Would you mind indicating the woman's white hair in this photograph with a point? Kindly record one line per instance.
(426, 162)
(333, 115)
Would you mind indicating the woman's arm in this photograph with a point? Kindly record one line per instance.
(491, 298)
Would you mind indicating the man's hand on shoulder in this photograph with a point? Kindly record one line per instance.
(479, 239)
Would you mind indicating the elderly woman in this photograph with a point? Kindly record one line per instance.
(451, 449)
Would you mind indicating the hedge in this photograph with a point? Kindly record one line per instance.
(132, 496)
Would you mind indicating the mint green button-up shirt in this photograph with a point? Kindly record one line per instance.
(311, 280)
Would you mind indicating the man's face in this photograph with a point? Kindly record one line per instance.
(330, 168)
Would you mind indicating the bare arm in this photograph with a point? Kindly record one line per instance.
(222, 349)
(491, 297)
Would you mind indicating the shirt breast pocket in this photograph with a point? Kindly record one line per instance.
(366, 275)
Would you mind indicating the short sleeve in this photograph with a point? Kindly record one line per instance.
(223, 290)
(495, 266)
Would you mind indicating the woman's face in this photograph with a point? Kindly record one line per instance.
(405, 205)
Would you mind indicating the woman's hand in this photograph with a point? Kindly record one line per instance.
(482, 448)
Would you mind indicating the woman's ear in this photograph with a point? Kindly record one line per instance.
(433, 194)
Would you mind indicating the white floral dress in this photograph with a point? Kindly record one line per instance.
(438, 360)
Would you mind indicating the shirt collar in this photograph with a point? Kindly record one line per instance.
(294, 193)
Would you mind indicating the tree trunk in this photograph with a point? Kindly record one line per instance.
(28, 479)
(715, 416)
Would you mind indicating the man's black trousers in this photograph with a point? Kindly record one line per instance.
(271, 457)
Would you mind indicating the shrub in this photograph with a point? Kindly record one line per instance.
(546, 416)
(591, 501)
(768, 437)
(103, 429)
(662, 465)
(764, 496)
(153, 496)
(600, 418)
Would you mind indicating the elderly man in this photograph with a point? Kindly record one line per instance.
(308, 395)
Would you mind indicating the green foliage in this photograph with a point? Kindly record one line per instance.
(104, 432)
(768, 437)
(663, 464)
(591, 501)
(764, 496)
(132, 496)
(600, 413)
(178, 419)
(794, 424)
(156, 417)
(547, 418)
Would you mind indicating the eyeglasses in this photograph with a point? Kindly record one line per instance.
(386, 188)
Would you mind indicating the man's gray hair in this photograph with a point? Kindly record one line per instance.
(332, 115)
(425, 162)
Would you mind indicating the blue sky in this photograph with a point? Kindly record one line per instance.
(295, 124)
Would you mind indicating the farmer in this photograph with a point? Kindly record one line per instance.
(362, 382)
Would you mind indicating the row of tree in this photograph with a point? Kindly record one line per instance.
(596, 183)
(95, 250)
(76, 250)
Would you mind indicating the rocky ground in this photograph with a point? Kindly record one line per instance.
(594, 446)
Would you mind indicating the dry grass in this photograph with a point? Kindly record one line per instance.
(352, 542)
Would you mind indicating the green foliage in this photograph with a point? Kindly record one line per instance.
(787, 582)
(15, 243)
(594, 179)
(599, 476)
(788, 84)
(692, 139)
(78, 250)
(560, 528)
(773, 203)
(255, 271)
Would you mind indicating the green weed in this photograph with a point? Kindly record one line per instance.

= = = = = = =

Work to do: Using the listing above, reproduce each line without omission.

Reply:
Would you mind indicating the woman's white hair in this photograph with a point? Kindly record one line per instance.
(426, 162)
(333, 115)
Would you mind indicating the woman's arm in this photograph with a point? Kindly record one line per instance.
(491, 298)
Would you mind indicating the man's hand on shoulder in this photograph with a point? Kindly record one line per instance.
(479, 239)
Would you mind indicating the elderly woman in this photograph with a point? Kindly record one line per instance.
(451, 449)
Would you mind indicating the hedge in this photograph with a point? Kindly record one line per instance.
(132, 496)
Would you mind indicating the mint green button-up shirt in this photograph with a point? Kindly record one line per instance.
(311, 280)
Would you mind indicating the man's face in this photograph with a point? Kindly record one line per instance.
(330, 168)
Would you mind indicating the bare arm in this photograph with a point? Kindly record one line per instance.
(222, 349)
(491, 297)
Would you mind indicating the shirt breast pocket in this photograph with a point? Kindly record one line per instance.
(366, 275)
Would you mind indicating the short sleeve in this photograph with a point? Kindly record one line per instance.
(223, 290)
(495, 266)
Would you mind indicating the woman's face in this photograph with a point? Kindly record one line per instance.
(405, 205)
Would you mind indicating the woman's hand in this photograph with a point? Kindly record one line per instance.
(482, 448)
Would you mind indicating the woman's ear in this photograph with a point? Kindly record one line per instance.
(433, 194)
Would you mind indicating the white floral dress in this photograph with a point? Kindly record one line per instance.
(438, 360)
Would you mind indicating the shirt collar in this photograph with a point? Kindly record one line per instance.
(294, 193)
Would you mind indicating the tree trunk in this photograph with a point? Kindly record one line per instance.
(28, 479)
(715, 416)
Would you mind indicating the man's black trousers in this photograph with a point? Kindly record one line per instance.
(271, 457)
Would you mind indicating the shrub in this photograph with a point? Kindly record one line per instance.
(546, 416)
(591, 501)
(768, 437)
(103, 429)
(662, 465)
(764, 496)
(153, 496)
(600, 418)
Would you mind indicating the elderly man in this photograph with a point? Kindly record one line per instance.
(308, 395)
Would you mind indicating the green foliage in this photograph with a point? Kindly record one line per instance.
(104, 432)
(768, 437)
(663, 464)
(591, 501)
(764, 496)
(132, 496)
(600, 413)
(178, 419)
(794, 424)
(156, 417)
(547, 418)
Would you mind indicating the eyeglasses in this photograph with a point? Kindly record one line per instance.
(386, 188)
Would you mind indicating the man's gray hair in this photograph with a point? Kindly record one line per instance.
(332, 115)
(425, 162)
Would you mind indicating the blue sky in this photograph with a point? Kindly record one line per instance.
(295, 124)
Would you mind indicating the farmer in this photograph with a point? Kindly record one line per instance.
(362, 382)
Would you mind indicating the row of tree in this photograph with a point? Kindly record one line per instance.
(596, 183)
(95, 250)
(76, 250)
Would you mind indicating the rocky ground in this photograph with a point? Kindly record one line per instance.
(594, 446)
Would you mind indicating the dry grass in this photograph with a point? Kindly record one line per instance.
(352, 542)
Would you mind indicating the green foliage in this photograph with a point? Kindly record one line per instance.
(787, 582)
(15, 243)
(594, 179)
(599, 476)
(788, 84)
(692, 139)
(78, 250)
(560, 528)
(773, 203)
(255, 271)
Would you mind indicating the green weed in this photograph with a point? Kindly record one line per instance.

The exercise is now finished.